◆ Collected data:

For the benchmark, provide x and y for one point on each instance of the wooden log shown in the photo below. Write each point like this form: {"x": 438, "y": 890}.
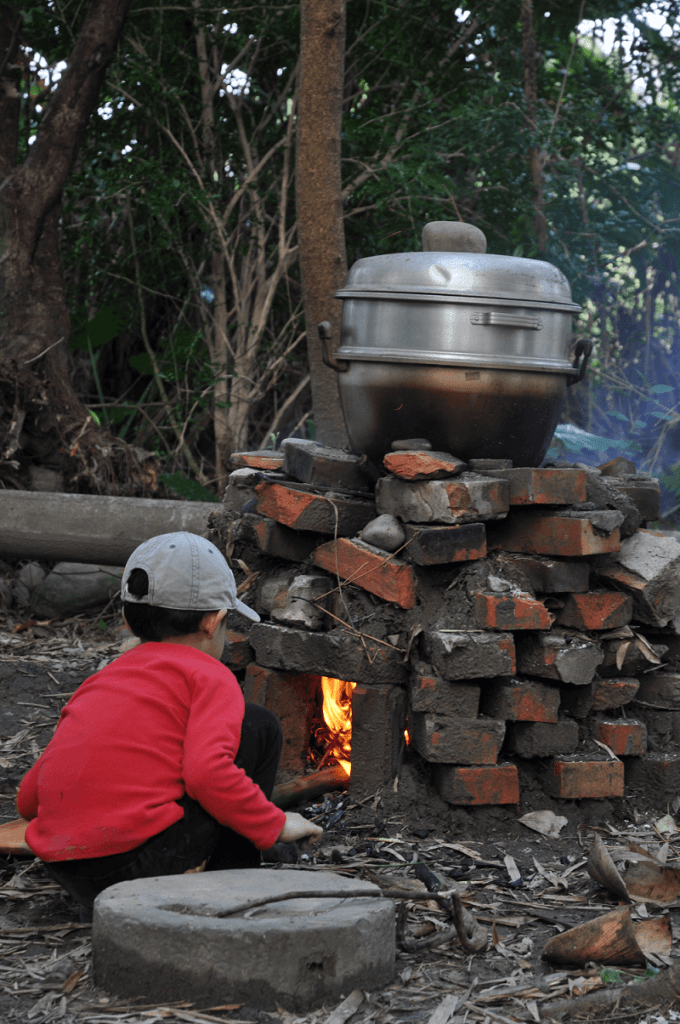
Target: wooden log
{"x": 334, "y": 777}
{"x": 89, "y": 527}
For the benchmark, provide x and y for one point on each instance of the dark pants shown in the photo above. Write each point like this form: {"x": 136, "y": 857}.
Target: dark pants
{"x": 193, "y": 840}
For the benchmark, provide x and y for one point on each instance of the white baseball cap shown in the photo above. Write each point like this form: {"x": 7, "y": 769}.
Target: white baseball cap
{"x": 185, "y": 571}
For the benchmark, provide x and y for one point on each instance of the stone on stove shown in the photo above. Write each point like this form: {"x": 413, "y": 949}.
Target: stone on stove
{"x": 469, "y": 498}
{"x": 417, "y": 465}
{"x": 309, "y": 462}
{"x": 306, "y": 599}
{"x": 385, "y": 531}
{"x": 412, "y": 444}
{"x": 241, "y": 488}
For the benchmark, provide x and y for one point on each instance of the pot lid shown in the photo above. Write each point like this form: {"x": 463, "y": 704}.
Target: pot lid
{"x": 460, "y": 274}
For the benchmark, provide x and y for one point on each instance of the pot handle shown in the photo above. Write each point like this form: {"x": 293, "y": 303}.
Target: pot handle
{"x": 582, "y": 351}
{"x": 325, "y": 332}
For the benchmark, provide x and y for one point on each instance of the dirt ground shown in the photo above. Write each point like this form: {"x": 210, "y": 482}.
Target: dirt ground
{"x": 388, "y": 838}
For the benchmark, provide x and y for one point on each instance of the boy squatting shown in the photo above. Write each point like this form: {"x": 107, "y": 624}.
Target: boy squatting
{"x": 157, "y": 765}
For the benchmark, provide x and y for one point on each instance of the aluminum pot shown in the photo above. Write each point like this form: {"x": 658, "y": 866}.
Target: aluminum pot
{"x": 467, "y": 349}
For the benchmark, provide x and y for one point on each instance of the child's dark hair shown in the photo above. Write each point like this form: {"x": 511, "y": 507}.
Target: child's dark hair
{"x": 152, "y": 624}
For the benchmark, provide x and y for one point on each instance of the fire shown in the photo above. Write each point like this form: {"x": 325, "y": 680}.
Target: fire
{"x": 338, "y": 717}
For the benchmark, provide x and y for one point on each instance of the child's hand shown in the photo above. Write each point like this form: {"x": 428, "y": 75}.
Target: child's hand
{"x": 297, "y": 827}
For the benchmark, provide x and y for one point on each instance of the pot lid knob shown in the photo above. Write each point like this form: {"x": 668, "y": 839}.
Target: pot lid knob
{"x": 453, "y": 237}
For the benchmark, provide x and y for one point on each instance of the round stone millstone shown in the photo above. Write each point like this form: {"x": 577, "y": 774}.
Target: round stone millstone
{"x": 159, "y": 938}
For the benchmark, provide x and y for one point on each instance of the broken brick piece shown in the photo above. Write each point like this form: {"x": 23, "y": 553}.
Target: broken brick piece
{"x": 442, "y": 545}
{"x": 270, "y": 461}
{"x": 543, "y": 739}
{"x": 544, "y": 486}
{"x": 467, "y": 499}
{"x": 517, "y": 700}
{"x": 279, "y": 541}
{"x": 369, "y": 567}
{"x": 477, "y": 786}
{"x": 625, "y": 736}
{"x": 511, "y": 611}
{"x": 470, "y": 655}
{"x": 599, "y": 609}
{"x": 238, "y": 651}
{"x": 458, "y": 740}
{"x": 422, "y": 465}
{"x": 427, "y": 691}
{"x": 559, "y": 655}
{"x": 578, "y": 779}
{"x": 322, "y": 514}
{"x": 551, "y": 535}
{"x": 548, "y": 576}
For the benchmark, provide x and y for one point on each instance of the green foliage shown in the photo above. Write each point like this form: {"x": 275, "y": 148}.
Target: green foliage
{"x": 432, "y": 130}
{"x": 185, "y": 487}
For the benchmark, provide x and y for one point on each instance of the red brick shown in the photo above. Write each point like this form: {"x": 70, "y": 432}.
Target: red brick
{"x": 366, "y": 566}
{"x": 281, "y": 542}
{"x": 422, "y": 465}
{"x": 303, "y": 510}
{"x": 544, "y": 486}
{"x": 270, "y": 461}
{"x": 543, "y": 739}
{"x": 625, "y": 736}
{"x": 471, "y": 498}
{"x": 517, "y": 700}
{"x": 292, "y": 697}
{"x": 470, "y": 655}
{"x": 238, "y": 652}
{"x": 600, "y": 609}
{"x": 442, "y": 545}
{"x": 569, "y": 779}
{"x": 429, "y": 692}
{"x": 460, "y": 740}
{"x": 377, "y": 745}
{"x": 477, "y": 786}
{"x": 547, "y": 535}
{"x": 511, "y": 611}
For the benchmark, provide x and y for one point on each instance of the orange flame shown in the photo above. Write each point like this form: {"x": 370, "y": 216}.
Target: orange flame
{"x": 337, "y": 710}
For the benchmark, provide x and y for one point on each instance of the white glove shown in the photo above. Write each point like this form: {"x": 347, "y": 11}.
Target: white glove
{"x": 297, "y": 827}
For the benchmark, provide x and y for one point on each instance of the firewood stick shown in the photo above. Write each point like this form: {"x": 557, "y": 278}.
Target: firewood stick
{"x": 333, "y": 777}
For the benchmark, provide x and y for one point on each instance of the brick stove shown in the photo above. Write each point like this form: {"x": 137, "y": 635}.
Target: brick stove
{"x": 522, "y": 623}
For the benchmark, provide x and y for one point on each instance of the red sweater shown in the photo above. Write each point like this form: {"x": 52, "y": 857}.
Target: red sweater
{"x": 162, "y": 720}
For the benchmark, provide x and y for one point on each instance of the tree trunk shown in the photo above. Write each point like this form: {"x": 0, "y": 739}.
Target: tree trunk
{"x": 319, "y": 189}
{"x": 536, "y": 158}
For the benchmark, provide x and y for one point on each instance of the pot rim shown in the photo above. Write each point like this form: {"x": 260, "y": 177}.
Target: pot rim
{"x": 462, "y": 359}
{"x": 423, "y": 294}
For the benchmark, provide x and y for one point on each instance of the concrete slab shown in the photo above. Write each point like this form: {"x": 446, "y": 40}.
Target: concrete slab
{"x": 159, "y": 938}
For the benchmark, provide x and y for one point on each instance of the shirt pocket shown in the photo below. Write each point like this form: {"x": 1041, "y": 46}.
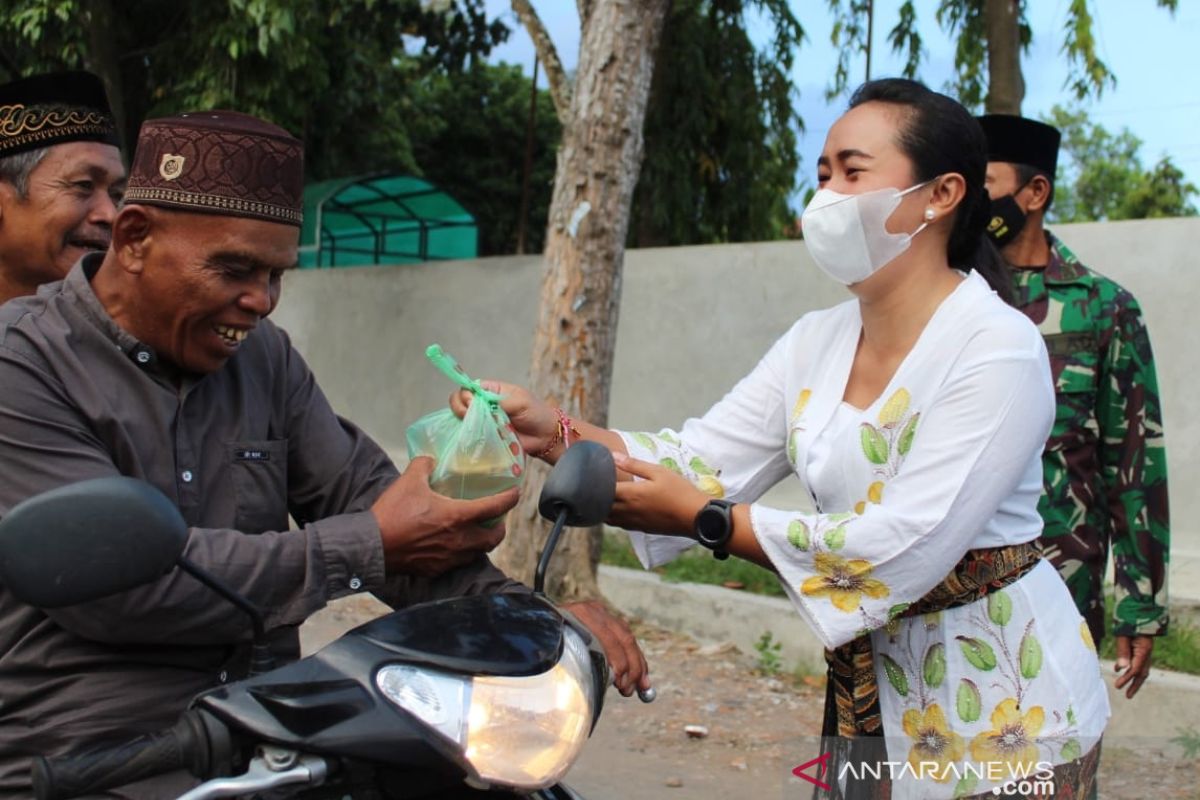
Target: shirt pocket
{"x": 259, "y": 477}
{"x": 1073, "y": 359}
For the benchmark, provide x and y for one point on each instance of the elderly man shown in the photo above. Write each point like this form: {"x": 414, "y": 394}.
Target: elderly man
{"x": 60, "y": 178}
{"x": 1105, "y": 462}
{"x": 156, "y": 360}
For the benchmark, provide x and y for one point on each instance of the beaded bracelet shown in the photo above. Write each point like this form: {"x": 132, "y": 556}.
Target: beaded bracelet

◆ Problem to solve:
Print each of the records above exactly as written, leaving no picture in the copy.

◆ Output for this exercise:
For the benchmark, provide x and y for one point on each instance of the wooden log shown in the photo below. Write each point like this form: {"x": 438, "y": 890}.
Target: wooden log
{"x": 334, "y": 777}
{"x": 89, "y": 527}
For the benchmark, provide x and y for one point on each instance of the dark pants shown in the photo above. Write each point like this form: {"x": 136, "y": 857}.
Target: dark pants
{"x": 193, "y": 840}
For the benchmark, provide x and y for one point on each instance of the white baseball cap shown in the photo above. Write each point like this form: {"x": 7, "y": 769}.
Target: white baseball cap
{"x": 185, "y": 571}
For the benchmark, provide x and y for one point on each instance of the stone on stove shown in the photo above. Write each point like this form: {"x": 413, "y": 949}.
Target: stone on stove
{"x": 469, "y": 498}
{"x": 417, "y": 465}
{"x": 309, "y": 462}
{"x": 306, "y": 599}
{"x": 385, "y": 531}
{"x": 412, "y": 444}
{"x": 241, "y": 488}
For the benchmark, provide x and y for one point on each instance of the pot lid shown in the photo above. Write each point like this form: {"x": 463, "y": 704}.
Target: pot lid
{"x": 460, "y": 274}
For the benchmark, provide x and y for one point on each instance of the pot handle shown in the photo above. Write each point like this form: {"x": 293, "y": 303}.
Target: pot handle
{"x": 582, "y": 351}
{"x": 325, "y": 332}
For the benchmark, provide x and y for one point on each instance of the dirt ground shown in the photo above. Write each point like this form: {"x": 210, "y": 482}.
Target: dirt ground
{"x": 388, "y": 838}
For the benchmark, provide x and y for one point on each instance of the boy squatting shown in the photo above. Write each point like this form: {"x": 107, "y": 624}.
Target: boy squatting
{"x": 157, "y": 765}
For the benchmark, provide x and y for one point on each instance of the aluminum pot shown in the photo above. Write each point like this form: {"x": 658, "y": 866}.
Target: aluminum pot
{"x": 467, "y": 349}
For the benchmark, provide x and y for one point on each instance of the child's dark hair shown in the photo above. Write each point like this form: {"x": 511, "y": 507}.
Target: child's dark hair
{"x": 152, "y": 624}
For the benchmark, provide x and y for one point on each instance of the fire shown in the photo above. Write each point like this form: {"x": 325, "y": 680}.
Target: fire
{"x": 338, "y": 717}
For the benchmark, provide x and y for one point on each instance of the child's hand shown in the photo above. Write each point like this form: {"x": 428, "y": 75}.
Target: child's hand
{"x": 297, "y": 827}
For the benchmark, provide x and y for one point on each instance of the pot lid knob shown in the photo above. Write each point like this form: {"x": 668, "y": 839}.
Target: pot lid knob
{"x": 453, "y": 237}
For the benchmark, provide x and y for one point on each instance of the round stone millstone shown in the photo above. Write each point like this form: {"x": 577, "y": 774}.
Target: round stone millstone
{"x": 159, "y": 938}
For the benchmark, provide x and y for one point on each instance of the broken brick piece shown in the photo above. Write each point like this form: {"x": 23, "y": 553}.
Target: broken brick piece
{"x": 442, "y": 545}
{"x": 270, "y": 461}
{"x": 543, "y": 739}
{"x": 544, "y": 486}
{"x": 467, "y": 499}
{"x": 517, "y": 700}
{"x": 279, "y": 541}
{"x": 369, "y": 567}
{"x": 477, "y": 786}
{"x": 625, "y": 736}
{"x": 511, "y": 611}
{"x": 470, "y": 655}
{"x": 599, "y": 609}
{"x": 238, "y": 651}
{"x": 458, "y": 740}
{"x": 422, "y": 465}
{"x": 427, "y": 691}
{"x": 559, "y": 655}
{"x": 578, "y": 779}
{"x": 322, "y": 514}
{"x": 551, "y": 535}
{"x": 548, "y": 576}
For the benchmark, provide x and y for one point on each instance of the green foliage shown in the photo above. Write each point like this form: {"x": 275, "y": 148}.
Target: green foliage
{"x": 432, "y": 130}
{"x": 185, "y": 487}
For the benchmark, provide x and y for one point on each instance of the red brick shown in the photo above. Write each point like this form: {"x": 70, "y": 432}.
Target: red brick
{"x": 366, "y": 566}
{"x": 281, "y": 542}
{"x": 422, "y": 465}
{"x": 303, "y": 510}
{"x": 544, "y": 486}
{"x": 270, "y": 461}
{"x": 543, "y": 739}
{"x": 625, "y": 736}
{"x": 471, "y": 498}
{"x": 517, "y": 700}
{"x": 292, "y": 697}
{"x": 470, "y": 655}
{"x": 238, "y": 652}
{"x": 600, "y": 609}
{"x": 442, "y": 545}
{"x": 569, "y": 779}
{"x": 429, "y": 692}
{"x": 460, "y": 740}
{"x": 377, "y": 745}
{"x": 477, "y": 786}
{"x": 547, "y": 535}
{"x": 511, "y": 611}
For the benchmark, provide x and y for one point on each instance of the orange flame shown in the photo above. Write each point like this form: {"x": 370, "y": 216}.
Target: orange flame
{"x": 337, "y": 710}
For the benchmark, provide x and y for one point on each instance of the white glove shown in the photo above. Write each point like this form: {"x": 347, "y": 11}.
Target: white glove
{"x": 297, "y": 827}
For the benchmark, provide x and y for one point on each instance of the firewood stick shown in the photo above. Write each point like this form: {"x": 557, "y": 278}.
Target: firewood stick
{"x": 333, "y": 777}
For the benchmark, provide x and y for one point on each instance of the brick stove shown in the photo above. Write each point like this form: {"x": 137, "y": 635}.
Target: brick stove
{"x": 522, "y": 623}
For the benchmark, provide x and y for one point on each instance of the red sweater shown in the photo above. Write each point like this form: {"x": 52, "y": 857}.
Target: red sweater
{"x": 162, "y": 720}
For the benchmark, provide x and y for one point on each instance of the tree trunk shown in the photo above. Write each point like this form: {"x": 0, "y": 739}.
Target: tree trunk
{"x": 319, "y": 189}
{"x": 536, "y": 158}
For the benchmark, provide x and y for one point on each instance of the pot rim shown in the photo above. Write each point like this form: {"x": 260, "y": 177}.
Target: pot rim
{"x": 462, "y": 359}
{"x": 423, "y": 294}
For the benchmark, provide x and y for one point on each instance of the concrete slab shown in the photo above. Write each point like this form: {"x": 446, "y": 40}.
Target: concrete slab
{"x": 159, "y": 938}
For the benchmark, provide x and y for one point on each instance of the shirt pocket shown in the photo below. Write each point like this form: {"x": 1041, "y": 46}.
Target: shirt pocket
{"x": 259, "y": 477}
{"x": 1073, "y": 359}
For the benchmark, provide x and y for one point on each instance of the elderly man shown in the photo above. Write each point like this form: {"x": 414, "y": 394}.
Target: elderly man
{"x": 60, "y": 178}
{"x": 1105, "y": 462}
{"x": 156, "y": 360}
For the benchmark, provide x and y for one point on each instance of the beaded bracelet shown in the photo above. Write each point like this form: {"x": 132, "y": 556}.
Target: beaded bracelet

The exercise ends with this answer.